• Browser | Apache | PHP | -SQL Queries | MySQL
  • Common pattern for optimization: inspect each layer, add little buckets of caches everywhere
  • "Fast track" through the different layers to get out requests more efficiently
  • On browser side: Mod Expires, sends a message to the browser and says "I've got this info, you've already looked at it, we're good"
  • Firebug will show you all the individual requests- says how many kb it takes to download (if you only have to download a little bit when you refresh, that's good)
  • CDN - Content Delivery Networks and reverse proxy caches: any stuff that hasn't changed, you don't have to ask your internal infrastructure to handle that (hand it off to geolocated servers optimized to quickly serve out that info)
  • Proxy cache can be in front of your infrastructure (offload things Drupal would keep doing over and over)

-- -- --

* AIM OF THE TASK *
Extend the notes on caching across the browser, Apache, PHP and MySQL layers, picking up after the point about placing a proxy cache in front of your infrastructure.

* GIVEN INFORMATION *
-- -- --

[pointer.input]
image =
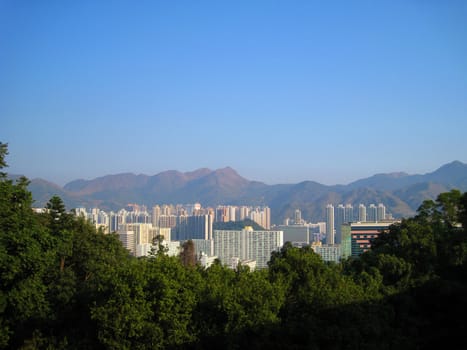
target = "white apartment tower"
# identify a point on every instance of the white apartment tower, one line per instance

-- -- --

* ANSWER TO THE PROBLEM *
  • PHP level: OpCode cache
  • MySQL level: query cache - takes all the read queries (most of the select statements) and stores the results in memory
  • Query cache, OpCode cache: half hour or less, significant improvements
  • Proxy caches and CDNs are a bit larger of a task
  • Component between database and PHP: MemCache - clone of some of Drupal's tables
  • MemCache: take all the cached tables, hold it in memory
  • MemCache also used for sessions - if your sessions table is locking up, your site is about to implode
  • MemCache also used to speed up path aliasing stuff

Apache Requirements

  • Apache 1.3.x or 2.x, ability to read .htaccess fiels, AllowOverrideALL
  • If we take information in .htaccess and put it in main Apache config file - it's faster, it might not be a huge bump in performance, turn off dynamic configuration of Apache
  • mod_rewrite (clean URLs), mod_php (Apache integration), mod_expires
  • MaxClients- number of connections you can have to Apache at once; if you set it too high for your server, you'll run out of memory
  • RAM / AvgApache mem size = # max clients

mod_expires

  • ExpiresDefault A1209600 (AKA "two weeks")
  • ExpiresByType text/html A1 (all images, CSS, javascript: they get cached for two weeks, except the text/html)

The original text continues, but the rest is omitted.